THE TASK ▸
Write out exactly the lines below that run from the one containing "For each <instance>" through the one containing "box: [187, 58, 247, 94]", both included, with no other lines.

STUDY MATERIAL ▸
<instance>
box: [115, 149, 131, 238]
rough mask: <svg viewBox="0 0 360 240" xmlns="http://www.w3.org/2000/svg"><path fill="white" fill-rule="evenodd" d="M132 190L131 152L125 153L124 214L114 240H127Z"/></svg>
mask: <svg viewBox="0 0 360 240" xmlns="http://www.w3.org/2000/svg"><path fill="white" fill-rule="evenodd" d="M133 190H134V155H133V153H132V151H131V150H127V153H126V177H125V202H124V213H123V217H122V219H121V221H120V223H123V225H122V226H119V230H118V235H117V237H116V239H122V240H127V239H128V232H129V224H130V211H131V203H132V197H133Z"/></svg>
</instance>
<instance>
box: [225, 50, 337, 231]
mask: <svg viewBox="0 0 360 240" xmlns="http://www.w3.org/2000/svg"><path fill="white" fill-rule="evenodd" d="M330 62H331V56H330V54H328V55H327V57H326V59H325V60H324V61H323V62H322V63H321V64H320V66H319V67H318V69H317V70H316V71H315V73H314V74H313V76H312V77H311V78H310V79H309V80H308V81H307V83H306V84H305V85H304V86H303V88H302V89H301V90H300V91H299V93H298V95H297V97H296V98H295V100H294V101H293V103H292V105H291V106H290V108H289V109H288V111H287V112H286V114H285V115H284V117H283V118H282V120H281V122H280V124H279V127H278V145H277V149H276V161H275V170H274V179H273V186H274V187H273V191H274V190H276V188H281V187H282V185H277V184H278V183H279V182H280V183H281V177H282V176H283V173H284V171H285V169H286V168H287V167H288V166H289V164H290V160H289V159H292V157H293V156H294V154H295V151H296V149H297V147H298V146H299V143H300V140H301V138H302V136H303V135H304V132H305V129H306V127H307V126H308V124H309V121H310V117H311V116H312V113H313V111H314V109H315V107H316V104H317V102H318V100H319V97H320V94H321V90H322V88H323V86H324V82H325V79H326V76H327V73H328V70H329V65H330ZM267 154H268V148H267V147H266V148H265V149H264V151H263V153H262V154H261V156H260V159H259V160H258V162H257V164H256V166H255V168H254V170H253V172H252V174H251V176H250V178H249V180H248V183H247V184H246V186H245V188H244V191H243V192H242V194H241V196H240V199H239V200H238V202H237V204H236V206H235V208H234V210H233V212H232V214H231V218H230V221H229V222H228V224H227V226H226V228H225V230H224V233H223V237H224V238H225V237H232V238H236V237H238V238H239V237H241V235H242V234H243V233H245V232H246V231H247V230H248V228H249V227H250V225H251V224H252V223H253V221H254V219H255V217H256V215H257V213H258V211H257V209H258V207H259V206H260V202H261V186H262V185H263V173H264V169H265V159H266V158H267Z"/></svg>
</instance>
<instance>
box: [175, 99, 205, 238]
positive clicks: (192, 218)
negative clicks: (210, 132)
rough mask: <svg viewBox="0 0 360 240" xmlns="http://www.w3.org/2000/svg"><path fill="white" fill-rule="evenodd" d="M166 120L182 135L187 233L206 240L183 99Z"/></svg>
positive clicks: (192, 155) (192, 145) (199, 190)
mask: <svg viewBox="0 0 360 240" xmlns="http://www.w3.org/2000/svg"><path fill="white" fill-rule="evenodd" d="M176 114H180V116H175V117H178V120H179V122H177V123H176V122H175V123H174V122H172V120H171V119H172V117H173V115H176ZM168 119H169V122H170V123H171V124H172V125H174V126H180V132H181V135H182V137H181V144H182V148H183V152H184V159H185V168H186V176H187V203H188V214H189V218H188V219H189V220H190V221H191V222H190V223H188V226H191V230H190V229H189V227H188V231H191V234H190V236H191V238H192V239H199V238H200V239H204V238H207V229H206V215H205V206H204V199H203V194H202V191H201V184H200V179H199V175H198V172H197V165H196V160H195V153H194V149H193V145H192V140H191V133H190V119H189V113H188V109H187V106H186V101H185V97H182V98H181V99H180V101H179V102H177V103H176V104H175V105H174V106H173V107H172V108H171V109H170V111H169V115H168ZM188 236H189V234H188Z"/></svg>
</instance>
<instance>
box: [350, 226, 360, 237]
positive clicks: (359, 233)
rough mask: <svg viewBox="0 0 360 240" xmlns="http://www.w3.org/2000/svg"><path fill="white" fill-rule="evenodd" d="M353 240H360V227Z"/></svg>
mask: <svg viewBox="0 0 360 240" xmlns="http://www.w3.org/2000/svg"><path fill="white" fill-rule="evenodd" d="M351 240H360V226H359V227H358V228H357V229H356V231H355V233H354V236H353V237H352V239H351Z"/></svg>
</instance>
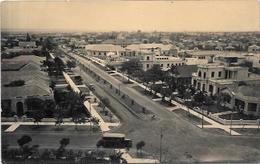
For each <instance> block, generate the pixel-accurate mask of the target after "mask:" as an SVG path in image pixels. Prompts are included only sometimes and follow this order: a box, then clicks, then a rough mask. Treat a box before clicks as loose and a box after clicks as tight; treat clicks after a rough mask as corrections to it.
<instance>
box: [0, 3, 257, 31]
mask: <svg viewBox="0 0 260 164" xmlns="http://www.w3.org/2000/svg"><path fill="white" fill-rule="evenodd" d="M259 2H260V1H258V0H246V1H211V0H204V1H192V0H191V1H174V0H173V1H119V0H104V1H91V0H86V1H78V0H75V1H73V0H72V1H58V2H56V1H30V2H29V1H15V2H14V1H8V2H7V1H4V2H2V3H1V29H2V30H4V31H35V32H61V31H62V32H108V31H137V30H141V31H147V32H153V31H161V32H251V31H252V32H256V31H260V3H259Z"/></svg>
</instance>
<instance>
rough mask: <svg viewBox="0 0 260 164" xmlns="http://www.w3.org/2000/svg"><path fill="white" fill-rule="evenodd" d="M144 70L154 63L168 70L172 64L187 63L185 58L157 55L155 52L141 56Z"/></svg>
mask: <svg viewBox="0 0 260 164" xmlns="http://www.w3.org/2000/svg"><path fill="white" fill-rule="evenodd" d="M141 62H142V65H143V70H144V71H146V70H148V69H150V68H152V67H153V65H160V67H161V69H162V70H168V69H170V68H171V67H172V66H174V65H175V66H177V65H178V66H180V65H184V64H185V60H183V59H181V58H177V57H172V56H157V55H155V54H151V53H150V54H149V53H147V54H143V55H142V58H141Z"/></svg>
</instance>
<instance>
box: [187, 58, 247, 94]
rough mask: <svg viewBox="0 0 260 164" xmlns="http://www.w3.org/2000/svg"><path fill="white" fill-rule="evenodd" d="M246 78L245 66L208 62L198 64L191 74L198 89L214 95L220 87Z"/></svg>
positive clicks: (228, 84)
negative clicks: (205, 64)
mask: <svg viewBox="0 0 260 164" xmlns="http://www.w3.org/2000/svg"><path fill="white" fill-rule="evenodd" d="M248 78H249V74H248V68H247V67H240V66H225V65H224V64H221V63H210V64H206V65H199V66H198V71H197V72H196V73H193V75H192V84H193V86H194V87H196V88H197V89H198V90H201V91H204V92H207V93H208V94H209V95H215V94H217V93H219V92H220V90H221V89H223V88H226V87H230V86H232V85H233V82H234V81H243V80H245V79H248Z"/></svg>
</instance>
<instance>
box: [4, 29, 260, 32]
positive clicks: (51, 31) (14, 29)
mask: <svg viewBox="0 0 260 164" xmlns="http://www.w3.org/2000/svg"><path fill="white" fill-rule="evenodd" d="M138 30H140V31H141V32H144V33H153V32H158V33H160V32H161V33H258V32H260V30H258V31H159V30H153V31H144V30H142V29H138ZM138 30H128V31H127V30H107V31H105V30H104V31H97V30H96V31H95V30H85V31H76V30H67V31H65V30H64V31H62V30H47V29H46V30H38V29H1V32H2V33H3V32H14V33H16V32H17V33H18V32H20V33H27V32H28V33H37V32H38V33H99V32H102V33H109V32H137V31H138Z"/></svg>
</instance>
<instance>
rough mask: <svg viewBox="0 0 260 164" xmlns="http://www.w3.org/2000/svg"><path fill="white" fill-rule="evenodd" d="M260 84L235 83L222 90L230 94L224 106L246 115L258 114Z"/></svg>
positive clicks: (225, 92)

EXERCISE RESPONSE ▸
For each <instance> block, generate the pixel-accurate mask of the target after "mask:" as an SVG path in image pixels. Prompts are included only sometimes and follow this order: a box, then clicks, then a rough mask. Treat a box before clicks as loose and a box after clicks as tight; treat clicks after a rough mask as corrections to it.
<instance>
box: [0, 3, 257, 31]
mask: <svg viewBox="0 0 260 164" xmlns="http://www.w3.org/2000/svg"><path fill="white" fill-rule="evenodd" d="M259 2H260V1H258V0H246V1H211V0H204V1H192V0H191V1H174V0H173V1H119V0H104V1H91V0H86V1H78V0H75V1H73V0H72V1H58V2H56V1H30V2H29V1H15V2H14V1H8V2H7V1H4V2H2V3H1V29H2V30H4V31H35V32H61V31H62V32H108V31H137V30H141V31H147V32H153V31H161V32H251V31H252V32H256V31H260V3H259Z"/></svg>
</instance>
<instance>
rough mask: <svg viewBox="0 0 260 164" xmlns="http://www.w3.org/2000/svg"><path fill="white" fill-rule="evenodd" d="M144 70L154 63L168 70L172 64L187 63L185 58L157 55L155 52L141 56Z"/></svg>
mask: <svg viewBox="0 0 260 164" xmlns="http://www.w3.org/2000/svg"><path fill="white" fill-rule="evenodd" d="M141 62H142V65H143V70H144V71H146V70H148V69H150V68H152V67H153V65H160V67H161V69H162V70H168V69H170V68H171V67H172V66H174V65H175V66H177V65H178V66H180V65H184V64H185V60H183V59H181V58H177V57H172V56H157V55H155V54H151V53H150V54H149V53H147V54H143V55H142V58H141Z"/></svg>
</instance>
<instance>
box: [187, 58, 247, 94]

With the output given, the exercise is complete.